___ Page
Welcome to jrnr’s documentation!

Contents:

jrnr

https://img.shields.io/pypi/v/jrnr.svg https://img.shields.io/travis/ClimateImpactLab/jrnr.svg Documentation Status Updates

Job Runner for Climate Impact Lab Jobs

jrnr is a tool to help you create, manage, and monitor your highly parallelizable jobs.

Features

  • Job set-up utility for running parallel jobs
  • Currently only supports running slurm jobs

Credits

This package was created with Cookiecutter and the audreyr/cookiecutter-pypackage project template.

Installation

Stable release

To install jrnr, run this command in your terminal:

$ pip install jrnr

This is the preferred method to install jrnr, as it will always install the most recent stable release.

If you don’t have pip installed, this Python installation guide can guide you through the process.

From sources

The sources for jrnr can be downloaded from the Github repo.

You can either clone the public repository:

$ git clone git://github.com/ClimateImpactLab/jrnr

Or download the tarball:

$ curl  -OL https://github.com/ClimateImpactLab/jrnr/tarball/master

Once you have a copy of the source, you can install it with:

$ python setup.py install

Usage

jrnr is a python library currently configured to work on systems using slurm workload managers. If your computing workflows can be parallelized, jrnr can help.
______
• **What is being asked**: Shorten the paragraph in the jrnr page that begins "jrnr is a python library currently configured" while keeping its main facts.
___ Dataset excerpts
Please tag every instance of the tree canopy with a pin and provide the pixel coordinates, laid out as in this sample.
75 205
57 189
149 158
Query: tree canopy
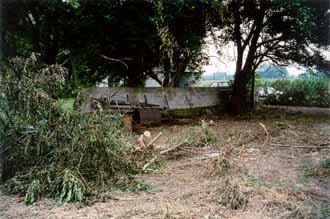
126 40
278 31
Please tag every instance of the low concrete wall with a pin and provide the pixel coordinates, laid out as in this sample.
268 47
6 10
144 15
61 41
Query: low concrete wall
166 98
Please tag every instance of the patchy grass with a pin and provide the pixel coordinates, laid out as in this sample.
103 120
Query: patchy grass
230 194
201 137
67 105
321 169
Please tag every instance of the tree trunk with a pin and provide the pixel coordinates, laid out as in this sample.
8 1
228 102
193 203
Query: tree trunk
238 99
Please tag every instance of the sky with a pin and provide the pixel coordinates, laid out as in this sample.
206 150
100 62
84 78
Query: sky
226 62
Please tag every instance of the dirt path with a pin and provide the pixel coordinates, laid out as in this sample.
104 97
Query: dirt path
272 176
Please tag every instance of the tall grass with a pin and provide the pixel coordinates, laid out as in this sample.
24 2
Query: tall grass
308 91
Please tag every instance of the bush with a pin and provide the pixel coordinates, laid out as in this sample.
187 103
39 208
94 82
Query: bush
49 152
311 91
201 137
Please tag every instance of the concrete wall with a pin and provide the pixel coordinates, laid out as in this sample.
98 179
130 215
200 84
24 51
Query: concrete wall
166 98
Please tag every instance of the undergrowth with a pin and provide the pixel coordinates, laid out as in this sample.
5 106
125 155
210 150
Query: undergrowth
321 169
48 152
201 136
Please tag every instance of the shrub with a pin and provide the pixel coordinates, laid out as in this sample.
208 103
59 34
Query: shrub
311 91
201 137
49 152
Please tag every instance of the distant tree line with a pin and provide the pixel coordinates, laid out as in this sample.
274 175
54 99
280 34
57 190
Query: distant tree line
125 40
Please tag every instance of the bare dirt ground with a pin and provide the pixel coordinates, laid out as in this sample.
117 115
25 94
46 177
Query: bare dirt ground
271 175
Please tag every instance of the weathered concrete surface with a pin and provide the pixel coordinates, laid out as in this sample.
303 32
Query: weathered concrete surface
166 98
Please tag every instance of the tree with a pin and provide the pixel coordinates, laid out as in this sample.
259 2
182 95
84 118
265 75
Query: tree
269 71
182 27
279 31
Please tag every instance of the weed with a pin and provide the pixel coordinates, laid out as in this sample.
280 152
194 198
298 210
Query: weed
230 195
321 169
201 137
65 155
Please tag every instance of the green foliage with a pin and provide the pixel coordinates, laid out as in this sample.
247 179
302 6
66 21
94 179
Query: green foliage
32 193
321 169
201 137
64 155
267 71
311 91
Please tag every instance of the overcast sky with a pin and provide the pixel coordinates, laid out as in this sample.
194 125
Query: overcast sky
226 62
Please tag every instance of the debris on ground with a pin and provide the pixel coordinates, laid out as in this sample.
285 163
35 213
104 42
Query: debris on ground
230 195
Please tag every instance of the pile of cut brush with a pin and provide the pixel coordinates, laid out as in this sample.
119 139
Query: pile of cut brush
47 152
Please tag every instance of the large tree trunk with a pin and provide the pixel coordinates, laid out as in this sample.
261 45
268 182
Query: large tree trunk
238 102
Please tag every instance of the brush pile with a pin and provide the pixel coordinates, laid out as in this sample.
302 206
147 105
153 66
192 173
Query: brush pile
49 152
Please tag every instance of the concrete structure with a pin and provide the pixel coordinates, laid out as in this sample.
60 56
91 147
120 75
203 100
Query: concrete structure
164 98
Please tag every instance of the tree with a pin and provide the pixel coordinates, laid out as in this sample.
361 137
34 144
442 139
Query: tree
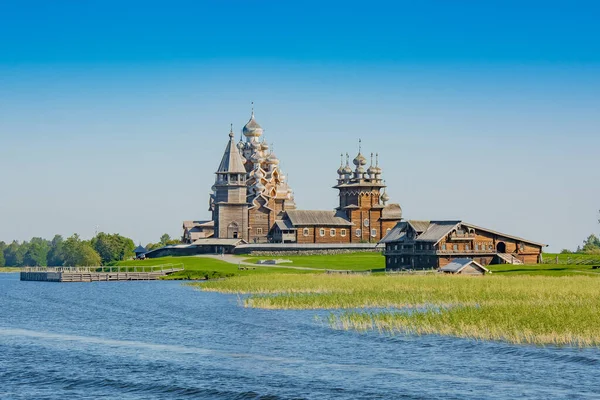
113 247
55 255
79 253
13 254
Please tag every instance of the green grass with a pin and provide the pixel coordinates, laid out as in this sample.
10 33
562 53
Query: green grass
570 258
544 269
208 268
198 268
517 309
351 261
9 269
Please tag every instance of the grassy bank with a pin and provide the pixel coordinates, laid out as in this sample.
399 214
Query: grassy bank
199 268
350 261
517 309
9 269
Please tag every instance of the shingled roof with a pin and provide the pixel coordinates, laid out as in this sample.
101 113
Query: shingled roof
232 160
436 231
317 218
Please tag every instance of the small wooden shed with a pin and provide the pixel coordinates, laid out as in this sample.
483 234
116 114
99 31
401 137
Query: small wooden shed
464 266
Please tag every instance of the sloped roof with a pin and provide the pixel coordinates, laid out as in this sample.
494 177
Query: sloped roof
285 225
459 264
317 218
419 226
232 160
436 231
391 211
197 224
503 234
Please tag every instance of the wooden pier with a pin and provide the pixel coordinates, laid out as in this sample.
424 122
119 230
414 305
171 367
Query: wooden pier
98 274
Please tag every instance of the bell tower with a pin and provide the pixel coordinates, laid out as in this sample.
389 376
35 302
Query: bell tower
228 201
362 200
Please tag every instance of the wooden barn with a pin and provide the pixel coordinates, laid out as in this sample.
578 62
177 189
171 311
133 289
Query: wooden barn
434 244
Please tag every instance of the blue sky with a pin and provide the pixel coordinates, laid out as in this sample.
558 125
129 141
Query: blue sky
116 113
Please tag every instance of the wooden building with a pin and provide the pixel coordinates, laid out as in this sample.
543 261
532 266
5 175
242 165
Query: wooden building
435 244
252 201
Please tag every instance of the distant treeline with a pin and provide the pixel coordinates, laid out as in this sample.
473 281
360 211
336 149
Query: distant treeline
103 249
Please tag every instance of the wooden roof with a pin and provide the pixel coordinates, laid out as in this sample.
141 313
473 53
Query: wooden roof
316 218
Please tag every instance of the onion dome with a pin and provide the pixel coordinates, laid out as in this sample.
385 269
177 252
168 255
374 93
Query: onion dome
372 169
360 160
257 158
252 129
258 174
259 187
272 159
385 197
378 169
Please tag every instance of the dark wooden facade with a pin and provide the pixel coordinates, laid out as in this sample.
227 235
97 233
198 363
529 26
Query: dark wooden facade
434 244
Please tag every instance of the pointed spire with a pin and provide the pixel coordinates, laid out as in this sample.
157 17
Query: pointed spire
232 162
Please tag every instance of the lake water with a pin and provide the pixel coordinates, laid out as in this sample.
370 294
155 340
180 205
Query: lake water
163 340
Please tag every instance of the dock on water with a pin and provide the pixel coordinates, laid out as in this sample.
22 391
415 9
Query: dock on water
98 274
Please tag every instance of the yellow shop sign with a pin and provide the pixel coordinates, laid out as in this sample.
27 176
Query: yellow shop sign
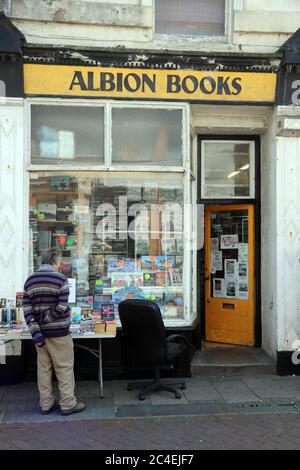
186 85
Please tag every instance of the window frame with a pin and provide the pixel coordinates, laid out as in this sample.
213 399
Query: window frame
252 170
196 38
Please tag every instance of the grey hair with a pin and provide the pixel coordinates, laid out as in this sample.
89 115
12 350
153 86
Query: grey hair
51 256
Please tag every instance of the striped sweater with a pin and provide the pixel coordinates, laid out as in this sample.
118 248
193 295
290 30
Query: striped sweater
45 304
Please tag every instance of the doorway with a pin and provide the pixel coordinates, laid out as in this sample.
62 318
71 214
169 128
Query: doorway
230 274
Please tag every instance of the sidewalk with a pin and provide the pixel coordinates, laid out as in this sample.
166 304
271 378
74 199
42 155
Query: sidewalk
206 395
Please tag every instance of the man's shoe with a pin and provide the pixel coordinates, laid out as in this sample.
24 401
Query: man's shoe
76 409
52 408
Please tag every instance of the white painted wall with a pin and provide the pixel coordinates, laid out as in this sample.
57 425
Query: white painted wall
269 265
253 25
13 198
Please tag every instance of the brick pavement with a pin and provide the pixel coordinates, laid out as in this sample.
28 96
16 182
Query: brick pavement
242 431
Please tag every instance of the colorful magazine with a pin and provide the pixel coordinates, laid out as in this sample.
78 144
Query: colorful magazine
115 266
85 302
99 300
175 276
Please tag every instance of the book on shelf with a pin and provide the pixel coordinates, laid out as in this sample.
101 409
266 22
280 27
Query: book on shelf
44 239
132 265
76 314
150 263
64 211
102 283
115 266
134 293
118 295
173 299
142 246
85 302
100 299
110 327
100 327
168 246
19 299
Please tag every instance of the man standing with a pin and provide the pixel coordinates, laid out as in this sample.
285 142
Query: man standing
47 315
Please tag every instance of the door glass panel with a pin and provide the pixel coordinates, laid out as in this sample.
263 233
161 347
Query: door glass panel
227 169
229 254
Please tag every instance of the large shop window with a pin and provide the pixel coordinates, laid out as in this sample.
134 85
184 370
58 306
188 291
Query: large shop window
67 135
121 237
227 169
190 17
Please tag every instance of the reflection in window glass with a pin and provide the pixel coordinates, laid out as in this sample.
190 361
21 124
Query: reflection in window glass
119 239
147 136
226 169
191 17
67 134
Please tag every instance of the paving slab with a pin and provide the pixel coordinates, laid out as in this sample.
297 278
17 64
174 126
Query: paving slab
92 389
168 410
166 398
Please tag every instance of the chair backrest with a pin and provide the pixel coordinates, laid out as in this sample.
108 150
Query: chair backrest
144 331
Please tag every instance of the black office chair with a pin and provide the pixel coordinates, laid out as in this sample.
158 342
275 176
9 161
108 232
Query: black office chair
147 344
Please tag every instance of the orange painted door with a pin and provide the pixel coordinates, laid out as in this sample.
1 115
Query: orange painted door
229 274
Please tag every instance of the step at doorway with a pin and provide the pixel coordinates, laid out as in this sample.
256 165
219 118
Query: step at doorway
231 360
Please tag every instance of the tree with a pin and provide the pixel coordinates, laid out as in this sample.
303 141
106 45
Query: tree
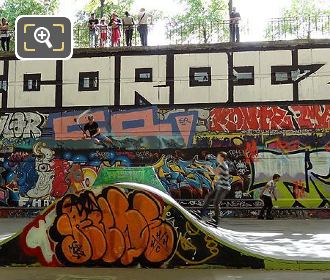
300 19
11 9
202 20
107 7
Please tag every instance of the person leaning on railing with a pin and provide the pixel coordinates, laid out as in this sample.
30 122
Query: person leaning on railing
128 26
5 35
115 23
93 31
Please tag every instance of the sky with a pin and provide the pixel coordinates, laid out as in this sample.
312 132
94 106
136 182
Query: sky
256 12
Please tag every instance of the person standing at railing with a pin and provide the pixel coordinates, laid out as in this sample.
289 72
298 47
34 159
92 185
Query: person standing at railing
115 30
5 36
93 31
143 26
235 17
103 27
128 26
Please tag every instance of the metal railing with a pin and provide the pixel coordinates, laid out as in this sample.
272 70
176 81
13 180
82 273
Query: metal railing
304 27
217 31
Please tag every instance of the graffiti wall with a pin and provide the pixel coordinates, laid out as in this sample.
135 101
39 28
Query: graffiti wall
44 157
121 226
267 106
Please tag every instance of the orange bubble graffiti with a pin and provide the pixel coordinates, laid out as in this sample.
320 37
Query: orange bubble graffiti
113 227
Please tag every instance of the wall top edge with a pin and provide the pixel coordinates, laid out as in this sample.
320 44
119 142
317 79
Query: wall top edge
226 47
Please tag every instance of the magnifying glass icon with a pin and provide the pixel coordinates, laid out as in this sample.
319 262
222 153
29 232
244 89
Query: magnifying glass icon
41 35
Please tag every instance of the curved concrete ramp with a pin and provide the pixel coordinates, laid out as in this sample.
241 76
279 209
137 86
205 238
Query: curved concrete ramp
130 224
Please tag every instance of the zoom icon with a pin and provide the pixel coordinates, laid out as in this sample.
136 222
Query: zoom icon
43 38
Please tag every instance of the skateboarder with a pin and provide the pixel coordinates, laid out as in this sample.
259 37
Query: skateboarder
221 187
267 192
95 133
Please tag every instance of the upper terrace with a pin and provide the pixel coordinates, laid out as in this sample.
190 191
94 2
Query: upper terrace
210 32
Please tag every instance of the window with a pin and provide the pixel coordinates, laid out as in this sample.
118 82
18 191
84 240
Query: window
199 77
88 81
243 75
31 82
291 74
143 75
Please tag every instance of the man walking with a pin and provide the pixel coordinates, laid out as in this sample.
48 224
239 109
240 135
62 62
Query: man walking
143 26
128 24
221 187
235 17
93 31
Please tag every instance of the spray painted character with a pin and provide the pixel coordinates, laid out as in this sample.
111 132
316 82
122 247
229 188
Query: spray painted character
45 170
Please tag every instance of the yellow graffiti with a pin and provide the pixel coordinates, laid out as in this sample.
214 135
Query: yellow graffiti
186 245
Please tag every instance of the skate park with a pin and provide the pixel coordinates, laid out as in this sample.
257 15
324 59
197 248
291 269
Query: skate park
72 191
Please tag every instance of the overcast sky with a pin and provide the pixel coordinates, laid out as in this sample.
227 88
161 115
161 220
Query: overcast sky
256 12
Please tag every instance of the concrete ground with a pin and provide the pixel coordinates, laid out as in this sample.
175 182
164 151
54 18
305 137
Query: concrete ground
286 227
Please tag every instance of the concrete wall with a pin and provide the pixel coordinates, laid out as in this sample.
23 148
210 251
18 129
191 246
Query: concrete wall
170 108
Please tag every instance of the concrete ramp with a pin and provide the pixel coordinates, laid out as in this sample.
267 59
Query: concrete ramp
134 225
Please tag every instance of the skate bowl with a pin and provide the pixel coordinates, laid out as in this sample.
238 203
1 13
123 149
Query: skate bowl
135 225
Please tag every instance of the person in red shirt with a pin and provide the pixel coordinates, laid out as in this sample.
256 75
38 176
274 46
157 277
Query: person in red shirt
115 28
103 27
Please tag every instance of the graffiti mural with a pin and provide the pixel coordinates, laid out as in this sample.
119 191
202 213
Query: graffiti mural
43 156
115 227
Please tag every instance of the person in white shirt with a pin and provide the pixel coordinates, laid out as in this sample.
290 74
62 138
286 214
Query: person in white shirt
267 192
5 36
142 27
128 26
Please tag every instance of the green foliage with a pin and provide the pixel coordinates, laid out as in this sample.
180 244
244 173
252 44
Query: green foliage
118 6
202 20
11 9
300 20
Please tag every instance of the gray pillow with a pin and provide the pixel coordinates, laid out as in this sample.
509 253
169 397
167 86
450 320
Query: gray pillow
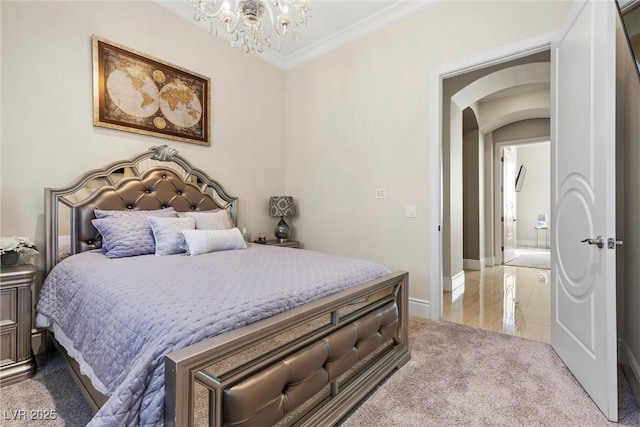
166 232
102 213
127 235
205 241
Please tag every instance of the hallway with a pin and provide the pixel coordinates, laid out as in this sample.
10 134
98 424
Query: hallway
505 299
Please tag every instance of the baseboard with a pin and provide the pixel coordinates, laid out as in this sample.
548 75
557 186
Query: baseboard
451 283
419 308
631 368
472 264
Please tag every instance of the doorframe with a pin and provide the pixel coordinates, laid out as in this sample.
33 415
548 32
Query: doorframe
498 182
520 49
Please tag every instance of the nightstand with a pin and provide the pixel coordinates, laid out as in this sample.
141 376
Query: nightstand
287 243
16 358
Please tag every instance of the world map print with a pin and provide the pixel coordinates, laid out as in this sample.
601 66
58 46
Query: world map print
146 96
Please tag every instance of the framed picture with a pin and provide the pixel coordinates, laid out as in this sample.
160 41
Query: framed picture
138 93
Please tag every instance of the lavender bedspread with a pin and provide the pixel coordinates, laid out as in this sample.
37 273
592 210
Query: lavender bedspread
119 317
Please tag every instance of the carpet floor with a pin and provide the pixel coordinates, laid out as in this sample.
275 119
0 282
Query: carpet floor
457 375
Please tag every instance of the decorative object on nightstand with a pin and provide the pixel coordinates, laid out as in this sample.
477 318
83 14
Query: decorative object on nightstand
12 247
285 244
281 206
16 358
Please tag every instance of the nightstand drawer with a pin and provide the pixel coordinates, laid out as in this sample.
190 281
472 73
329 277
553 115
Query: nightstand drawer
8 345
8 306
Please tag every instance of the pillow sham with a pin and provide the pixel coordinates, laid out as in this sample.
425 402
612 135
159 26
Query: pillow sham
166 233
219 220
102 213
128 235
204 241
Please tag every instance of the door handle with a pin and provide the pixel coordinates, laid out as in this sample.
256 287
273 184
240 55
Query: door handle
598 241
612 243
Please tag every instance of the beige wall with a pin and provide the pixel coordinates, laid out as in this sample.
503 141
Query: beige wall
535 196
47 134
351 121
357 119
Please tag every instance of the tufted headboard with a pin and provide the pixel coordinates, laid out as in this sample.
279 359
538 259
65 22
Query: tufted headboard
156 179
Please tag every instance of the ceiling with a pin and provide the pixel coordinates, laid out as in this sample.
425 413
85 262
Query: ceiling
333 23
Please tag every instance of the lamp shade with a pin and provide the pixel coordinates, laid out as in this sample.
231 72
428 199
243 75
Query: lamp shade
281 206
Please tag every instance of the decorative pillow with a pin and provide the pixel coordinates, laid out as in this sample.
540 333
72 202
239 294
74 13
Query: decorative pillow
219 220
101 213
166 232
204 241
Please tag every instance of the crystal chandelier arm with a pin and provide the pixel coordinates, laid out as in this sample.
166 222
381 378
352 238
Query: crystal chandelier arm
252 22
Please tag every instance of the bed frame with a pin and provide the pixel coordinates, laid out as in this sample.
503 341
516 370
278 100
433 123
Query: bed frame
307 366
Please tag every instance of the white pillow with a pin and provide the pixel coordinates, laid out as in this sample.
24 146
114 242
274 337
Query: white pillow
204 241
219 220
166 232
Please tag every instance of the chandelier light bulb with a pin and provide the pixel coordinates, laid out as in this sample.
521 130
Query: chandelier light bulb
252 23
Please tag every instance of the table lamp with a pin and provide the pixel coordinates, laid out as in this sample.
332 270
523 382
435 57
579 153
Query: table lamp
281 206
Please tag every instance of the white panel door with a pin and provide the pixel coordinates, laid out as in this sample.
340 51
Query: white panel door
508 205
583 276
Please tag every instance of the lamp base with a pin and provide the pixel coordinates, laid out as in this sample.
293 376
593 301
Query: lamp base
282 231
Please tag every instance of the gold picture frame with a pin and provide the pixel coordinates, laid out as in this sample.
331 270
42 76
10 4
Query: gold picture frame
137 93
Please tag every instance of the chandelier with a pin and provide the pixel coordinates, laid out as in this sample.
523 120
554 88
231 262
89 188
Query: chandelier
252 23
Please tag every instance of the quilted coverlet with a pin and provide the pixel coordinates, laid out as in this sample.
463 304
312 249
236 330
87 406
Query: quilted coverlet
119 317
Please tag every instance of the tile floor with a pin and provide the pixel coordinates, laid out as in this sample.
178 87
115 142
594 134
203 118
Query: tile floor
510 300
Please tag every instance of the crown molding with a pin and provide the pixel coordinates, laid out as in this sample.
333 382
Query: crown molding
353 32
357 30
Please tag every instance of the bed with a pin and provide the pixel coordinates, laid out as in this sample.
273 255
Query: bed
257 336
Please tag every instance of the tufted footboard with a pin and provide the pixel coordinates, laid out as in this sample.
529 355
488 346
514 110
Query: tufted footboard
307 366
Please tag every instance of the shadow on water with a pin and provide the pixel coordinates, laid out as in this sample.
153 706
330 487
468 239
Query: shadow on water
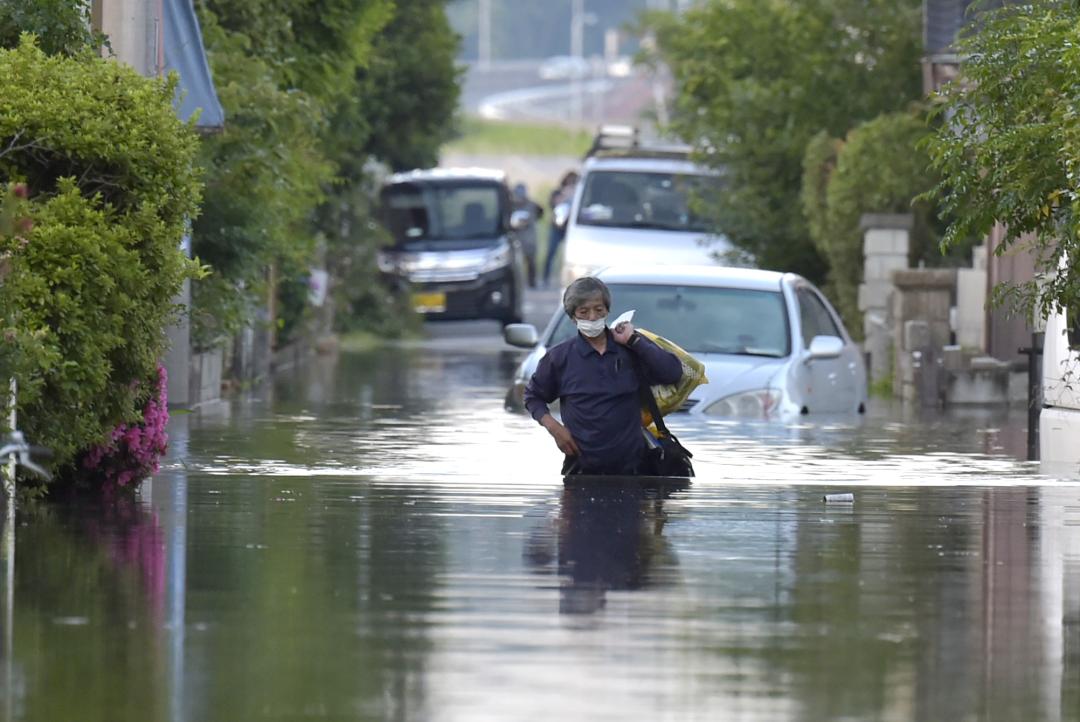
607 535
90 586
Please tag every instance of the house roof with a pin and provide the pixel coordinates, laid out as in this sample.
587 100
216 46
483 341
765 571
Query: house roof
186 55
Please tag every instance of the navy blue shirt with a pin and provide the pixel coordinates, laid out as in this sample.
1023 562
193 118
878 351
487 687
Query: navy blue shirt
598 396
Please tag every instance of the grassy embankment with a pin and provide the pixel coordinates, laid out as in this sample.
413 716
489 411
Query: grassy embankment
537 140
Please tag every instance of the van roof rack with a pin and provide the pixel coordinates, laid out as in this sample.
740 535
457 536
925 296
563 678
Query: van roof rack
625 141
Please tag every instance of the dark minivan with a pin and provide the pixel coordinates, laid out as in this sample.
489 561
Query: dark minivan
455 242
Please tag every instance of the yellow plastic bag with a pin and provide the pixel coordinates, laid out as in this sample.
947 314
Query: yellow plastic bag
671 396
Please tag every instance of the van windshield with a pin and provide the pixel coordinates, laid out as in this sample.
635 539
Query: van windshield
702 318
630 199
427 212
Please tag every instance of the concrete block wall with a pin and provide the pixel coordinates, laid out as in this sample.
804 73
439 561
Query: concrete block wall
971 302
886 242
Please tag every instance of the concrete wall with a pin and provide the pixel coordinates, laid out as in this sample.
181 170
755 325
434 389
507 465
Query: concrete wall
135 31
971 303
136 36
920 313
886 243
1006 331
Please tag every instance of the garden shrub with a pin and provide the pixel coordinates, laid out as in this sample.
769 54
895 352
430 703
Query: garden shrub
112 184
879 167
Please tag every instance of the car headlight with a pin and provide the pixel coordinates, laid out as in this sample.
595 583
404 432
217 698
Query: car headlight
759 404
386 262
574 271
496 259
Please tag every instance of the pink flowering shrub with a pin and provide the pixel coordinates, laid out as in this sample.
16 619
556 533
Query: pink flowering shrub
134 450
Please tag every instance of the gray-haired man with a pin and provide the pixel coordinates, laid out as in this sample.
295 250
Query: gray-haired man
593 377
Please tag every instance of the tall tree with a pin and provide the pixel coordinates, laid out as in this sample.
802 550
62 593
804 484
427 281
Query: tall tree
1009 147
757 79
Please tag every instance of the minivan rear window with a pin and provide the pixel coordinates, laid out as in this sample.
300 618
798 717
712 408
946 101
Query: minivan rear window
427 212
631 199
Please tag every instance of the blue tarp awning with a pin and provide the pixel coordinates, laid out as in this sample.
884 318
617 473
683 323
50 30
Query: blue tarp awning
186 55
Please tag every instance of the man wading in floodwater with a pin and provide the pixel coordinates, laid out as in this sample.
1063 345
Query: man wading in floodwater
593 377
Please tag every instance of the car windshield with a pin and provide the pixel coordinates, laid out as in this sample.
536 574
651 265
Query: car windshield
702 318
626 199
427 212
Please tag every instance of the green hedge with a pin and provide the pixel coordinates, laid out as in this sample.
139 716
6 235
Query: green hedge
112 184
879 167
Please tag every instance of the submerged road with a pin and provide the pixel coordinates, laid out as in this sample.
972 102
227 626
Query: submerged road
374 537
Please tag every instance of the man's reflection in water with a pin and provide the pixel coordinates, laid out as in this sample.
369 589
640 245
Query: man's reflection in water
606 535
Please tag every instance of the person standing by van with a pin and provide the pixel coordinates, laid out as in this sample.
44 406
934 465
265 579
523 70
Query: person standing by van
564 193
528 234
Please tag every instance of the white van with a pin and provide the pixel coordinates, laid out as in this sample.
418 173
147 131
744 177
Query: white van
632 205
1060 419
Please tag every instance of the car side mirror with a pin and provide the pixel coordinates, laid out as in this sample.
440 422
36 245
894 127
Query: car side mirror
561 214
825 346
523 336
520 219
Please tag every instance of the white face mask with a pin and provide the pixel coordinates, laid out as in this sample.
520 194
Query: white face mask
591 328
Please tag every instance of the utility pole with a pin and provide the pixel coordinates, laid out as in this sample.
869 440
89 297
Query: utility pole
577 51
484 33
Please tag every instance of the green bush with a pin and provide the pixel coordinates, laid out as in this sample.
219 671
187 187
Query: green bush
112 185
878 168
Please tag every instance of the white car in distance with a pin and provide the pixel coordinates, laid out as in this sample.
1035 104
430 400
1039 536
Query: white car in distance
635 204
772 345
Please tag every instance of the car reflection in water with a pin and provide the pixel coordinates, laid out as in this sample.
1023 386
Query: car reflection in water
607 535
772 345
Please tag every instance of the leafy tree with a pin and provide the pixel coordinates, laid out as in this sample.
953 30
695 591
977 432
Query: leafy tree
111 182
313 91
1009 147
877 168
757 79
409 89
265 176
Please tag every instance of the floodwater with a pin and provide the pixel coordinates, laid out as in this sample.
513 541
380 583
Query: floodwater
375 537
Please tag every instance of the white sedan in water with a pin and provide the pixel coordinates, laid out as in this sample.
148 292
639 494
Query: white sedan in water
______
• **Result below**: jrnr is a Python library currently set up for systems that use slurm workload managers. It helps with computing workflows that can be parallelized.